→ **Stated problem**
Rescale the stretch from the line containing "Each instance of the man in" through the end of the records, both ends included, and give only those lines. Write them out again, requests and all, with every coordinate in the answers multiplied by 1.55 and rounded to a whole number, halves rounding up.

→ **Task material**
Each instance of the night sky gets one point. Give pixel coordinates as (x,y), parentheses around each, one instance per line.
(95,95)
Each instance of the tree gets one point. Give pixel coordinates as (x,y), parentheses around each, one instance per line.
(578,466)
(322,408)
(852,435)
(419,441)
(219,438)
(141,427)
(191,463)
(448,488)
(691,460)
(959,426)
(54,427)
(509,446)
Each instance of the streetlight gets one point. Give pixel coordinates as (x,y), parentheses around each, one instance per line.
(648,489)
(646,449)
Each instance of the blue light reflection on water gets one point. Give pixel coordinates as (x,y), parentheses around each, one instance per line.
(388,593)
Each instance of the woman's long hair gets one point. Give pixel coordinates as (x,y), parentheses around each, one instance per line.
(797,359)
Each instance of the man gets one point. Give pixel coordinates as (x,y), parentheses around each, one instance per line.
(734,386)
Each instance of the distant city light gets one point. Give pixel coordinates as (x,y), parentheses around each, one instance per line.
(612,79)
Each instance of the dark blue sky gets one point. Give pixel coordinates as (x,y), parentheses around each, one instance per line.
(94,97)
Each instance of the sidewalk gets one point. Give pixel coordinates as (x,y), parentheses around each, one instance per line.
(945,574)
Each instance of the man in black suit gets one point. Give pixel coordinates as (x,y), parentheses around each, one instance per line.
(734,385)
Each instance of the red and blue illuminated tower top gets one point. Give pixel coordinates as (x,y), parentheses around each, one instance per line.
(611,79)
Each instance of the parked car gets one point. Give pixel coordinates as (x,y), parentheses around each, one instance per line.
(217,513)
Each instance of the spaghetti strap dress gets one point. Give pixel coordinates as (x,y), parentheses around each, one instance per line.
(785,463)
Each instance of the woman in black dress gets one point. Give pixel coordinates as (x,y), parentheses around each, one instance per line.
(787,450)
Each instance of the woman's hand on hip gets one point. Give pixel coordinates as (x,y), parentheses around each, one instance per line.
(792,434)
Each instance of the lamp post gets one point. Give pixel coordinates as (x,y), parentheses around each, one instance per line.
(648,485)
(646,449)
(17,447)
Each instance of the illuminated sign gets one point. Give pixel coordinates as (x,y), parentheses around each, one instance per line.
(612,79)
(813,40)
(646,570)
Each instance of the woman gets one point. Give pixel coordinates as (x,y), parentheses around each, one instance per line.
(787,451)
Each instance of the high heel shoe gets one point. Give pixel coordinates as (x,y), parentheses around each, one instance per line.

→ **Expected output**
Each instance of the man in black suit gets one point. Give pixel coordinates as (x,y), parentheses around each, one instance per line.
(1138,597)
Each instance of the red and blue illuminated tower top gets one point. Give pixel coordinates as (x,y), parentheses around each, one instance per line.
(947,122)
Each instance of the parked car gets one point. Give pixel coordinates as (x,y), parentheses around each, one instance per line.
(336,795)
Each instance of the spaghetti strap dress gets one point. Give pixel coordinates as (x,y), parentheses around each, one instance per line.
(1217,718)
Each instance of the woman in black dress gets one point. Give pixel coordinates as (x,y), parentheses around each, one instance per line.
(1220,698)
Each instance of the woman's hand on hip gets one point. Give pixel coordinates as (x,y), parentheses around each, one instance per line.
(1228,673)
Each instance of the lamp post gets one point. Give pixel coordinates as (x,y), parentheses around each, one instance per line.
(1004,752)
(1001,696)
(26,693)
Each instance of the illuminated sign gets one point. Give pixel coordinates as (x,y), parentheses around each, one instance per line.
(949,122)
(1260,62)
(1001,884)
Each instance of the woman gets one point. Give pixel coordinates as (x,y), parentheses around each, one instance per line.
(1220,699)
Each instance of the high heel shoe gets one point. Give pixel coordinates as (x,y), parentheses around each, one instance per line.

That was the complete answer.